Most district courts considering the issue have held that "where . . . no monetary judgment is sought against a debtor, the enforcement of a security interest through lien foreclosure does not constitute debt collection for purposes of the FDCPA." Boyd v. J.E. Robert Co., No. 05-CV-2455 (KAM), 2013 WL 5436969, at *9 (E.D.N.Y. Sept. 27, 2013), aff'd on other grounds, 765 F.3d 123 (2d Cir. 2014). Boyd noted that the FDCPA generally "contemplates a distinction between the 'collection of any debts' and 'the enforcement of security interests.'" Id. at *9-11 (quoting 15 U.S.C. § 1692a(6)). One judge in the Eastern District has extended Boyd to FDCPA claims predicated on a foreclosure action filed against a pro se litigant. See Rutty v. Esagoff, No. 17-CV-1485 (BMC), 2017 WL 2178432, at *3 (E.D.N.Y. May 17, 2017).

Under the terms of § 1692a and the logic of Boyd, § 1692f(6) of the FDCPA may make liable the "enforcement of security interests" if it involves "[t]aking or threatening to take any nonjudicial action to effect dispossession or disablement of property." See 15 U.S.C. §§ 1692a(6), 1692f(6); Boyd, 2013 WL 5436969, at *10. Plaintiff asserts conduct related to the foreclosure action, and his Amended Complaint gives no indication that relevant "nonjudicial action[s]" have occurred. Therefore, the Court will not consider § 1692f(6) for purposes of the instant motions.

This Court agrees with Boyd and dismisses Plaintiff's FDCPA claims. New York property law is instructive. As another court in the Eastern District has explained, "the FDCPA might apply 'where there is an attempt to collect money in addition to the enforcement of a security interest' in a foreclosure action." Hill v. DLJ Mortg. Capital, Inc., No. 15-CV-3083 (SJF), 2016 WL 5818540, at *7 n.9 (E.D.N.Y. Sept. 30, 2016) (quoting Derisme v. Hunt Leibert Jacobson P.C., 880 F. Supp. 2d 311, 326 (D. Conn. 2012)). However, Defendants cannot simultaneously seek a money judgment and enforce the security interest as they pursue a foreclosure action in New York. See id.; cf. Derisme, 880 F. Supp. 2d at 326 (Connecticut law). "[U]nder New York law, a creditor is required to elect between the remedies of an action for money damages on a debt or an equitable action to foreclose a mortgage that secures the debt," Westnau Land Corp. v. U.S. Small Bus. Admin., 1 F.3d 112, 115 (2d Cir. 1993), because "a mortgagee is entitled to one satisfaction of his debt and no more," Whitestone Sav. & Loan Ass'n v. Allstate Ins. Co., 270 N.E.2d 694, 696 (N.Y. 1971). In relevant part, the New York Real Property Actions and Proceedings Law provides that, while a foreclosure action is pending, "no other action shall be commenced or maintained to recover any part of the mortgage debt, without leave of the court . . . ." N.Y. Real Prop. Acts. Law § 1301(3). In the foreclosure action, the state court may issue a judgment directing a sale of the mortgaged property to "discharge the mortgage debt." Id. § 1351(1). However, if it fears receiving insufficient funds, a mortgagee may not make a motion for a deficiency judgment until the transaction has occurred. See id. § 1371(2). Accordingly, under the secured-transactions regime set up by the New York legislature, a mortgagee may participate in a foreclosure proceeding without seeking money from the mortgagor, and a mortgagee electing to participate in the proceeding may not demand money until it receives a favorable judgment.

--*--

• _To-do list_:
1: List every court case that the FDCPA excerpt cites by name.
2: Decide whether each statement agrees with the FDCPA excerpt, answering yes or no and quoting the words that settle it:
(a) A judge in the Eastern District applied Boyd to FDCPA claims based on a foreclosure action against a pro se litigant.
(b) Under New York law, a mortgagee may move for a deficiency judgment before the sale of the property.
(c) The Court will take § 1692f(6) into account for the instant motions.
3: In the FDCPA excerpt, which section of the New York Real Property Actions and Proceedings Law bars starting another action to recover the mortgage debt without leave of the court while a foreclosure action is pending?

--*--

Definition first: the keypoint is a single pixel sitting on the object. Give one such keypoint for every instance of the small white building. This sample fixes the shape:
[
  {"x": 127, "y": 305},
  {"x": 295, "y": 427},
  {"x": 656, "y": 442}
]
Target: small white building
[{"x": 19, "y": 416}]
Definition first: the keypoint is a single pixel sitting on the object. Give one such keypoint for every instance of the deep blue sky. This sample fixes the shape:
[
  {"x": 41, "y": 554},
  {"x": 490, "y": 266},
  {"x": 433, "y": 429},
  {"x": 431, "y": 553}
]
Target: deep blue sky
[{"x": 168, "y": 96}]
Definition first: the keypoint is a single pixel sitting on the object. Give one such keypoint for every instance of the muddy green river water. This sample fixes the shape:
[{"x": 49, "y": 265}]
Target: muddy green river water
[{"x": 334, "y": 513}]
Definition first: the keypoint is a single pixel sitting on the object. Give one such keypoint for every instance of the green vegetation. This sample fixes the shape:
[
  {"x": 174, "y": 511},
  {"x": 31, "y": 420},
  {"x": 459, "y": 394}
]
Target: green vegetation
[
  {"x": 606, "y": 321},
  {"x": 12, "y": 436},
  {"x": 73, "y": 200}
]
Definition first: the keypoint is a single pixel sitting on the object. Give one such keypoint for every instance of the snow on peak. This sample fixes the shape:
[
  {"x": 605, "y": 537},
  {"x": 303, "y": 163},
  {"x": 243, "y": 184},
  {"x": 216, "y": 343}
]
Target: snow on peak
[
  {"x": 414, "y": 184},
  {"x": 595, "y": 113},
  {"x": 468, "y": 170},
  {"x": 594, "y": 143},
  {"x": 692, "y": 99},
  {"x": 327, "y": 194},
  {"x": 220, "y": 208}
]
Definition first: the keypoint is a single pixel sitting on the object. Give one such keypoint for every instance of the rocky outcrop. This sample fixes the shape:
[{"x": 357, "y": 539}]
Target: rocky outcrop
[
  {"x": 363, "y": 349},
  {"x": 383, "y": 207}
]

--*--

• _Answers to the exercise_:
1:
- Boyd v. J.E. Robert Co.
- Rutty v. Esagoff
- Hill v. DLJ Mortg. Capital, Inc.
- Derisme v. Hunt Leibert Jacobson P.C.
- Westnau Land Corp. v. U.S. Small Bus. Admin.
- Whitestone Sav. & Loan Ass'n v. Allstate Ins. Co.

2:
(a) Yes: "One judge in the Eastern District has extended Boyd to FDCPA claims predicated on a foreclosure action filed against a pro se litigant."
(b) No: "a mortgagee may not make a motion for a deficiency judgment until the transaction has occurred."
(c) No: "the Court will not consider § 1692f(6) for purposes of the instant motions."

3: Section 1301(3) (N.Y. Real Prop. Acts. Law § 1301(3)).